» **Given exercise**:
Rewrite all the rows below as a numbered list of lines, dropping any blank lines and leaving out the pictures.

────────────────────

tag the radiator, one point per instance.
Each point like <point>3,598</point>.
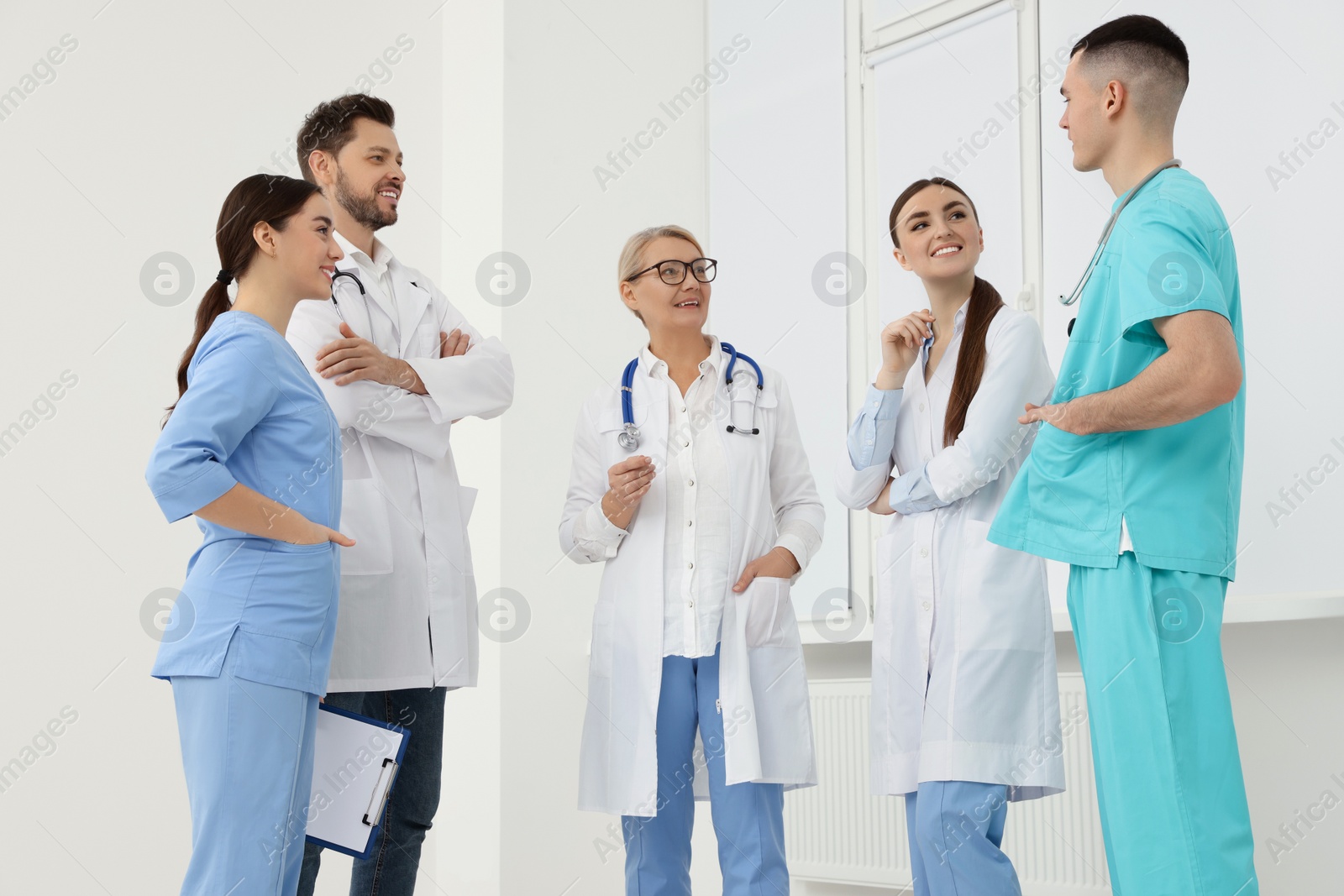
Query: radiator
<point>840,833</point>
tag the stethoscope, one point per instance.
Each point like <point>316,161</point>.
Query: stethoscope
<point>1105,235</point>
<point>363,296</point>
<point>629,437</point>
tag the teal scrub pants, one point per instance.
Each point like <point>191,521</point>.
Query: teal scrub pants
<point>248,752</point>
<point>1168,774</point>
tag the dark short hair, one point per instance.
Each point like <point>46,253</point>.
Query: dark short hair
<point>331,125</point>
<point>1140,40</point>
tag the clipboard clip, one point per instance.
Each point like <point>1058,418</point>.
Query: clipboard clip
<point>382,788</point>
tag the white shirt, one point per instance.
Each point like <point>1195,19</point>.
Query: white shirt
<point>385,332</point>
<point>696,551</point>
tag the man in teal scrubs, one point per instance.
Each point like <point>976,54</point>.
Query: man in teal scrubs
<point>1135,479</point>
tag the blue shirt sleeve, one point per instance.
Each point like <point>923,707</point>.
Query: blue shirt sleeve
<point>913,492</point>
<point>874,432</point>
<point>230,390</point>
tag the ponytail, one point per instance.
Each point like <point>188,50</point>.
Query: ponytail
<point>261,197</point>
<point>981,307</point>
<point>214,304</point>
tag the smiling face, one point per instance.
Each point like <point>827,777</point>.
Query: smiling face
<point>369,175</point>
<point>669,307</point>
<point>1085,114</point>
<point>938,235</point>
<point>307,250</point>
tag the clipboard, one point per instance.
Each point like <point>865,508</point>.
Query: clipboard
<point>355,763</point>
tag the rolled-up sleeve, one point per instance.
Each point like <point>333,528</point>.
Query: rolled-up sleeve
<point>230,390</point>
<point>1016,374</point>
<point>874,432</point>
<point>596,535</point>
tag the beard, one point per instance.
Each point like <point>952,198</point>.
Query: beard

────────────────────

» **Solution to this problem**:
1. tag the radiator, one point per instance.
2. Each point like <point>3,598</point>.
3. Query: radiator
4. <point>840,833</point>
5. tag the stethoscope, one point per instance.
6. Each point like <point>316,161</point>.
7. Query: stethoscope
8. <point>1105,235</point>
9. <point>363,296</point>
10. <point>629,437</point>
11. tag the teal scrub pants, one point per instance.
12. Each point like <point>191,521</point>.
13. Query: teal scrub pants
14. <point>248,752</point>
15. <point>1168,774</point>
16. tag the dark short hair, one point per instance.
17. Each point like <point>46,253</point>.
18. Query: dark short hair
19. <point>331,125</point>
20. <point>1140,40</point>
21. tag the clipboard clip, one point per instance.
22. Each point like <point>1058,418</point>.
23. Query: clipboard clip
24. <point>382,788</point>
25. tag the white shirt, one point per instance.
26. Each point like <point>1195,19</point>.
27. Query: white shirt
28. <point>385,332</point>
29. <point>696,551</point>
30. tag the man in teal scrubs, one point per instance.
31. Each point like <point>976,54</point>.
32. Query: man in teal scrubs
33. <point>1135,479</point>
34. tag the blue shirt sleeve, one point per instance.
35. Each point like <point>923,707</point>.
36. Query: blue shirt sleeve
37. <point>913,492</point>
38. <point>874,432</point>
39. <point>230,390</point>
40. tag the ponytail, one point per instance.
41. Each point like <point>188,50</point>.
42. Query: ponytail
43. <point>261,197</point>
44. <point>981,307</point>
45. <point>214,304</point>
46. tag the smiling face, one point per instance.
47. Each point like <point>827,777</point>.
48. Query: smiling face
49. <point>369,175</point>
50. <point>669,307</point>
51. <point>1085,114</point>
52. <point>938,235</point>
53. <point>307,250</point>
54. tag the clipboard, one point per instance.
55. Each point like <point>865,508</point>.
56. Query: clipboard
57. <point>355,763</point>
58. tag the rolled-up sleeve, one point per instance.
59. Each point like <point>333,528</point>.
60. Query: rolled-up sleeve
61. <point>230,390</point>
62. <point>1016,374</point>
63. <point>874,432</point>
64. <point>596,535</point>
65. tag the beard, one point per instance.
66. Each point like <point>952,198</point>.
67. Query: beard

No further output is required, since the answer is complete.